What to produce >> Return every line of the data below that contains the word "onion". Case matters, so match only that exact capitalization.

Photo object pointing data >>

***

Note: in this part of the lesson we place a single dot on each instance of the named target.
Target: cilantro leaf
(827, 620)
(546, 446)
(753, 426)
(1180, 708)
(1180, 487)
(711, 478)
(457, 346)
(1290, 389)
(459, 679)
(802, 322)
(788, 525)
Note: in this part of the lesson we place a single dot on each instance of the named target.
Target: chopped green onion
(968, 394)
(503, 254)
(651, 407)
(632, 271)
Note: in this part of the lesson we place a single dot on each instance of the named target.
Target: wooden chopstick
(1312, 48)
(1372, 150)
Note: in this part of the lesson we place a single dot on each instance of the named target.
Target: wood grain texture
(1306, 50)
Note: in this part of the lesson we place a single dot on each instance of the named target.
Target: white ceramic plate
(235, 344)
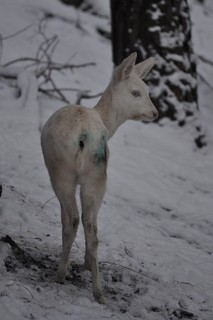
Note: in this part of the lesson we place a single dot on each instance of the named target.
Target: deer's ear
(142, 68)
(123, 71)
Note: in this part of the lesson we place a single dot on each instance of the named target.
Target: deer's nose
(155, 114)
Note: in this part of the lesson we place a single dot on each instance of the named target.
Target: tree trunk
(161, 29)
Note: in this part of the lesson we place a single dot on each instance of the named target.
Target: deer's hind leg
(64, 187)
(92, 192)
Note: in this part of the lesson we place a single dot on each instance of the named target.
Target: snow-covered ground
(156, 222)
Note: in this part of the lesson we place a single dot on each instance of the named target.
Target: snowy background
(156, 221)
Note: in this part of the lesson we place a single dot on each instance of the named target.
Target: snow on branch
(42, 66)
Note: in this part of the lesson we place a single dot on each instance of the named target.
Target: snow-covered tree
(161, 29)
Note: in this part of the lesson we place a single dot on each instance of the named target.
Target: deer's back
(76, 138)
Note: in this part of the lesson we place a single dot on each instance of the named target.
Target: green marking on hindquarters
(101, 151)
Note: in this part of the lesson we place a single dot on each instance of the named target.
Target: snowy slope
(156, 222)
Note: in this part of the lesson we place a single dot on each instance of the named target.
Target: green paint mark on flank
(101, 151)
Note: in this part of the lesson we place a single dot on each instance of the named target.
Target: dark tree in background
(161, 29)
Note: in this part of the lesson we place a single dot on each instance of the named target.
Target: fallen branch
(127, 268)
(16, 33)
(205, 81)
(42, 65)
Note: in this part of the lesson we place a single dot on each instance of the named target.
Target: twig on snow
(127, 268)
(206, 60)
(16, 33)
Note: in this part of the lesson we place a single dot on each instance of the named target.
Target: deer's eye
(136, 93)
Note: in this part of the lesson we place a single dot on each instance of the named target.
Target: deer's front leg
(91, 197)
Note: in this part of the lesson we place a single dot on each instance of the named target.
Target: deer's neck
(108, 112)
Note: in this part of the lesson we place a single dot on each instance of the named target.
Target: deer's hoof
(100, 298)
(60, 278)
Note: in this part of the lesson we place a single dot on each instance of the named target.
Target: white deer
(74, 144)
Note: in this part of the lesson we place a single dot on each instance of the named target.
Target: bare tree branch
(205, 60)
(16, 33)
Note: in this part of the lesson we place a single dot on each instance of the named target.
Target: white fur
(74, 144)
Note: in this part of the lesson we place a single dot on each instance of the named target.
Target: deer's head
(130, 94)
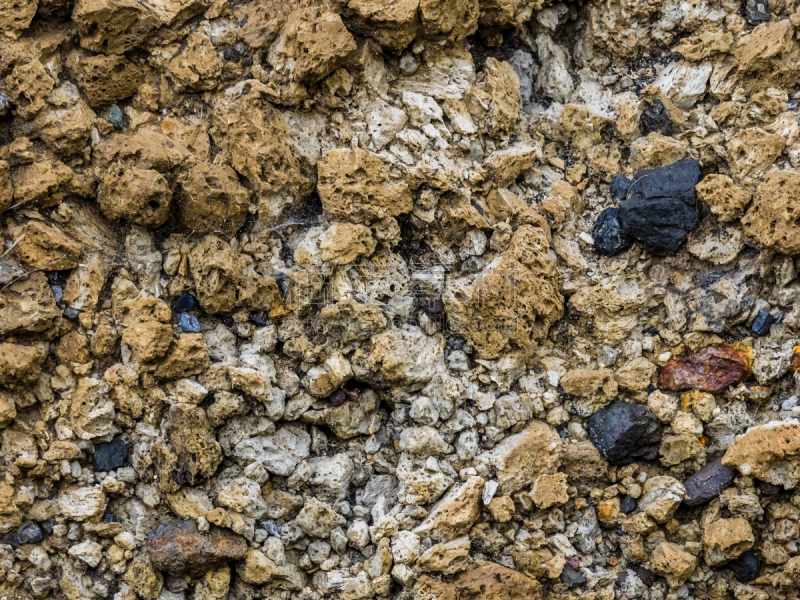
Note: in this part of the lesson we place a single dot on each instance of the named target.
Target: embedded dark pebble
(661, 207)
(609, 238)
(707, 483)
(110, 455)
(186, 303)
(745, 567)
(572, 578)
(624, 432)
(627, 505)
(763, 323)
(28, 533)
(656, 119)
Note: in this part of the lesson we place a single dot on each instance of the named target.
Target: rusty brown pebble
(178, 548)
(337, 398)
(712, 369)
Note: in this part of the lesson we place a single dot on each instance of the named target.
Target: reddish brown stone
(711, 369)
(178, 547)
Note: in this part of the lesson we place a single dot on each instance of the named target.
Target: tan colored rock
(113, 26)
(28, 306)
(29, 84)
(196, 66)
(20, 364)
(585, 382)
(636, 375)
(142, 196)
(751, 151)
(403, 357)
(343, 243)
(104, 79)
(188, 452)
(212, 200)
(46, 248)
(671, 561)
(356, 185)
(15, 17)
(454, 514)
(726, 539)
(725, 199)
(768, 452)
(91, 411)
(215, 273)
(549, 490)
(83, 503)
(519, 458)
(187, 355)
(510, 304)
(771, 220)
(149, 340)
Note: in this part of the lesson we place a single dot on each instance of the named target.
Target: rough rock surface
(399, 299)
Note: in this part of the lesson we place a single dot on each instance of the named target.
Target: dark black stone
(572, 578)
(745, 567)
(655, 118)
(609, 239)
(28, 533)
(625, 433)
(707, 483)
(627, 505)
(661, 207)
(110, 455)
(619, 186)
(763, 323)
(188, 323)
(186, 303)
(757, 11)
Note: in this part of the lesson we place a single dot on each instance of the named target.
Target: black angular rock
(625, 433)
(763, 323)
(745, 567)
(619, 186)
(110, 455)
(609, 239)
(656, 119)
(186, 303)
(661, 207)
(627, 505)
(707, 483)
(572, 578)
(28, 533)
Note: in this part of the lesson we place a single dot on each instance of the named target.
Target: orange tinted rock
(711, 369)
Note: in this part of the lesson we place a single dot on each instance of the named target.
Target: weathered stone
(519, 458)
(769, 452)
(178, 548)
(624, 433)
(726, 539)
(661, 206)
(707, 483)
(454, 514)
(711, 369)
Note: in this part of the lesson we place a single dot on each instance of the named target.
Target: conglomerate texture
(408, 299)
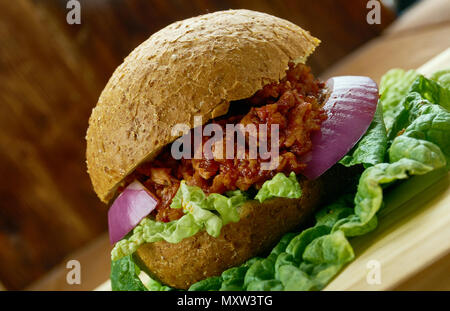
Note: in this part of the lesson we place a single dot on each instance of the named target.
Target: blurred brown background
(51, 75)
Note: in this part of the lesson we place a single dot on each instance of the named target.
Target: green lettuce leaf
(442, 77)
(201, 212)
(371, 148)
(394, 85)
(280, 186)
(124, 275)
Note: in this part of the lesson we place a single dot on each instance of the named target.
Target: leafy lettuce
(202, 212)
(415, 143)
(371, 148)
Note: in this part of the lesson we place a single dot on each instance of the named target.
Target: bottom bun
(260, 227)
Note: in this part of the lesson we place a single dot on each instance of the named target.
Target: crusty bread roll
(191, 67)
(260, 227)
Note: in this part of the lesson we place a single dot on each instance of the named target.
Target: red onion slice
(129, 208)
(350, 107)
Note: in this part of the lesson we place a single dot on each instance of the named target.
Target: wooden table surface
(404, 46)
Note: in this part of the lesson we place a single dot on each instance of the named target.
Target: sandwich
(228, 166)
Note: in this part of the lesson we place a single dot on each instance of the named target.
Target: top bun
(193, 67)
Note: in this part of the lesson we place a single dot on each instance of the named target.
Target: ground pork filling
(295, 104)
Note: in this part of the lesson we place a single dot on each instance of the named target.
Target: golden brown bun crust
(261, 226)
(191, 67)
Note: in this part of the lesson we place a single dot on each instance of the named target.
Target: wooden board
(412, 239)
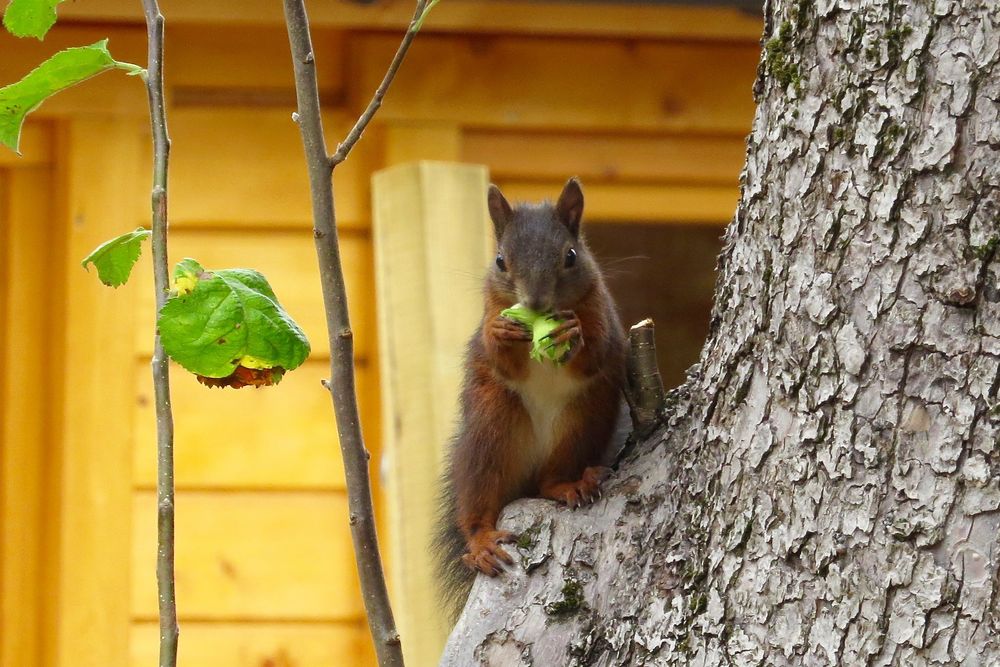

***

Task response >>
Target: chopped green onion
Target: red onion slice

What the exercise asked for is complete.